_Brief:_
Repeat each record below exactly as given.

_Source material:_

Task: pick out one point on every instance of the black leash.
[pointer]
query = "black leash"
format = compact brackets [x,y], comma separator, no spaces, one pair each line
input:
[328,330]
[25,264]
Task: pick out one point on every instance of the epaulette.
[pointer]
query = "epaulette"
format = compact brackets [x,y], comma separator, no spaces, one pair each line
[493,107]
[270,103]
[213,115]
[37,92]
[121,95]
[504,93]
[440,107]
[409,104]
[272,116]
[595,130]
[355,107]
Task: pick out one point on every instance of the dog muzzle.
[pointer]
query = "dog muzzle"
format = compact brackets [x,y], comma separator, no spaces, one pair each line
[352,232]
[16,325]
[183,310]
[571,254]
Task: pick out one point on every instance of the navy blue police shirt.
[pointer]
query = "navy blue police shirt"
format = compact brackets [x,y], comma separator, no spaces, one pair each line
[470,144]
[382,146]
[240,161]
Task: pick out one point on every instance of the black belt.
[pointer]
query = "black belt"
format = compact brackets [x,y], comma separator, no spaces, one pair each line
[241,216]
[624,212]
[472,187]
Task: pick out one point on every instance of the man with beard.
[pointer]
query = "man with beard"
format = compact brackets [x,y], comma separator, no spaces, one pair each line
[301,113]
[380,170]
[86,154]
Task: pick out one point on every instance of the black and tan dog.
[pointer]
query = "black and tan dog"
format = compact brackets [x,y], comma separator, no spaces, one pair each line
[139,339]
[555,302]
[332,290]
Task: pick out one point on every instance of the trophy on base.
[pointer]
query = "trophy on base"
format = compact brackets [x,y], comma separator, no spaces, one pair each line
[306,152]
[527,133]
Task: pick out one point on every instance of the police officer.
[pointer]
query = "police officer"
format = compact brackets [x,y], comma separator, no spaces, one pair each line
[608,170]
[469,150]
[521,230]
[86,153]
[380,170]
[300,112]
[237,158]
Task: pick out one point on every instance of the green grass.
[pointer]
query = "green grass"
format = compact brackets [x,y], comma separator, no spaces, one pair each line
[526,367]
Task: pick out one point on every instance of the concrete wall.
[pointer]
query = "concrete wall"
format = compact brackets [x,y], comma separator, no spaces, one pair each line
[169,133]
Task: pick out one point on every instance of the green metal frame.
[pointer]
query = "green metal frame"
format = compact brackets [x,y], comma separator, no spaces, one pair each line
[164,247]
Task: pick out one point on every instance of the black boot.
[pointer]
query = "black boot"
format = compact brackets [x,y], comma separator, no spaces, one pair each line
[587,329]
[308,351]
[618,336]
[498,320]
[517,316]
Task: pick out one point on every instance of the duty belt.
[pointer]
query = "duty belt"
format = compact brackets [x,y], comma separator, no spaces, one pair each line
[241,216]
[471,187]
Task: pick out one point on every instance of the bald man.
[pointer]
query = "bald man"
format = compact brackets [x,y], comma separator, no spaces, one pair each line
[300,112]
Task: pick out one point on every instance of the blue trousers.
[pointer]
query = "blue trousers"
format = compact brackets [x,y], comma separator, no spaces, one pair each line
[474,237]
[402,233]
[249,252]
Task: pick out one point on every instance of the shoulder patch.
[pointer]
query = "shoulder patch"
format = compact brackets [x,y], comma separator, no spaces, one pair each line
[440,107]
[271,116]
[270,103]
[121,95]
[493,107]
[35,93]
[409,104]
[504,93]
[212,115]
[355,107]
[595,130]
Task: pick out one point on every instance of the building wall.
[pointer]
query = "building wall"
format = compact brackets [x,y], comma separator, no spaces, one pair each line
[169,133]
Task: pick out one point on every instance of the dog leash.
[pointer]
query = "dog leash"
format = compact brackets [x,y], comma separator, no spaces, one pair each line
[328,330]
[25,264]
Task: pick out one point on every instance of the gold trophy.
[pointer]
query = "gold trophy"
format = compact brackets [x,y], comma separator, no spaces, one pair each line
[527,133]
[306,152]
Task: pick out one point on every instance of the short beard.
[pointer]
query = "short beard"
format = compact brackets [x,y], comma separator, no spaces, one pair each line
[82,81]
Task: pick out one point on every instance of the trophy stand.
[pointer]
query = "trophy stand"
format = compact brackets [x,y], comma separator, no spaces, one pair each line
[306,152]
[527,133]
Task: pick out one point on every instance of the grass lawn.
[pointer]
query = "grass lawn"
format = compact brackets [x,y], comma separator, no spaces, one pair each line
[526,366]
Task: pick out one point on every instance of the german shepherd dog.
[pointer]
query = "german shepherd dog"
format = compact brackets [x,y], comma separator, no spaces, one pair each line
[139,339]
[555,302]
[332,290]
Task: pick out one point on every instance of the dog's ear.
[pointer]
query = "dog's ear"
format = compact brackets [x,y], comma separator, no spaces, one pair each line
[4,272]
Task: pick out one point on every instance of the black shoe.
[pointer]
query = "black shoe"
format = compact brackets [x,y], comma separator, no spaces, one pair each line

_The answer:_
Task: pick out one point on every instance of the black leash.
[pointer]
query = "black leash"
format = compact brackets [x,y], comma separator, no spaces, one pair each line
input:
[328,330]
[25,264]
Task: pick out one point on every instance of the epaulette.
[pointer]
query = "epaulette"
format = compact brackets [x,y], comma separator, no spaces, one pair each line
[493,107]
[270,103]
[213,115]
[37,92]
[121,95]
[504,93]
[440,107]
[409,104]
[272,116]
[595,130]
[355,107]
Task: pick out one point on every instance of the dog muzzle.
[pointer]
query = "dog muzzle"
format = compact brackets [x,y], comma separator, no spaces, one pair each line
[352,232]
[16,325]
[183,310]
[571,254]
Task: pick out one point on every instance of the navy blue police shirt.
[pointer]
query = "navy blue police shirt"
format = compact brackets [x,y], comma separator, no spaces, one pair each line
[470,144]
[382,146]
[240,161]
Task: pick out one point on every instance of the black belt.
[pointer]
query = "black belt"
format = compact brackets [x,y], comma separator, no spaces, one pair each line
[241,216]
[624,212]
[472,187]
Task: pick out one point on every instance of the man with beard.
[pointer]
query = "man with beard"
format = compact brackets [x,y], comma separator, no spaces, one pair each line
[301,113]
[380,170]
[86,154]
Task: pick out one point on every instance of the black and tan dog.
[pointer]
query = "black and tan dog"
format = compact brackets [x,y], comma separator, no spaces, one pair each line
[139,339]
[555,302]
[332,290]
Task: pick out one point on every instance of the trophy on base.
[pointer]
query = "trophy on base"
format = compact brackets [x,y], comma separator, no spaces, one pair each line
[306,152]
[527,133]
Task: pick out one point on every instance of the police officer.
[pointer]
query = "police officer"
format = compact brackets [x,y], comma separator, no spaces, one pair each line
[608,170]
[469,150]
[521,230]
[86,153]
[380,170]
[300,112]
[237,158]
Task: pick out one point on every instance of the green grass.
[pointer]
query = "green grass"
format = compact brackets [x,y], comma separator, no spaces, one pair each line
[526,367]
Task: pick out one point on every instance of the concrete wall.
[pointer]
query = "concrete wall"
format = compact brackets [x,y], comma separator, no spaces, one pair each line
[169,133]
Task: pick out one point on every instance of the green metal frame.
[pointer]
query = "green metal frame"
format = compact brackets [x,y], comma separator, no spaces, one pair each line
[164,247]
Task: pick out one point on every instance of the black boot.
[pointer]
query = "black boot"
format = compact brackets [x,y], comma separator, no spaces, one pair each line
[587,329]
[308,351]
[618,336]
[498,320]
[517,316]
Task: pick out one point on every instance of the duty belt.
[pointer]
query = "duty belt"
format = compact brackets [x,y], comma separator, no spaces, one pair each line
[241,216]
[471,187]
Task: pick out one point on every instance of the bald man.
[pointer]
query = "bald man"
format = compact brackets [x,y], comma separator, no spaces, one pair each line
[300,112]
Task: pick out one point on every instance of the blue trousers.
[pointer]
query = "blue trousers"
format = compact brackets [x,y], comma separator, no spaces, one pair each line
[474,237]
[402,233]
[249,252]
Task: pick out one point on every instance of the shoulder patch.
[pointer]
query = "shoulder patch"
format = compact brackets [x,y], comma separator, no spaces, one pair each line
[440,107]
[271,116]
[270,103]
[121,95]
[493,107]
[35,93]
[409,104]
[504,93]
[212,115]
[355,107]
[595,130]
Task: pick out one point on every instance of the building wall.
[pointer]
query = "building wall"
format = compact brackets [x,y], comma separator, no spaces, one pair each line
[169,133]
Task: pick out one point on every instance of the dog leash.
[pointer]
query = "dog leash"
format = compact brackets [x,y], comma separator, no spaces, one pair each line
[328,330]
[25,264]
Task: pick out one point on every instance of the gold trophy.
[pointer]
query = "gold trophy"
format = compact brackets [x,y], comma separator, no spaces, one pair each line
[527,133]
[306,152]
Task: pick out one point on every instance of the short beard.
[pointer]
query = "short beard"
format = compact brackets [x,y], comma separator, no spaces, one pair each line
[82,81]
Task: pick out one point on every instance of the trophy stand.
[pointer]
query = "trophy stand"
format = compact brackets [x,y], comma separator, no spaces, one pair each line
[306,152]
[527,133]
Task: pick out one point on every instance of the grass lawn.
[pointer]
query = "grass lawn"
format = compact brackets [x,y], comma separator, no spaces, one pair each line
[526,366]
Task: pick out one point on every instance of the german shepherd dog.
[pointer]
query = "german shepherd dog"
format = compact brackets [x,y], comma separator, no spaces, one pair each line
[139,339]
[555,302]
[332,290]
Task: pick out one point on every instance of the dog's ear.
[pointer]
query = "dog's ear"
format = compact brackets [x,y], comma separator, no spaces, one pair each line
[4,272]
Task: pick out one point on every instance of the black shoe.
[pointer]
query = "black shoe"
format = compact brackets [x,y], comma separator, no spaces, one pair each line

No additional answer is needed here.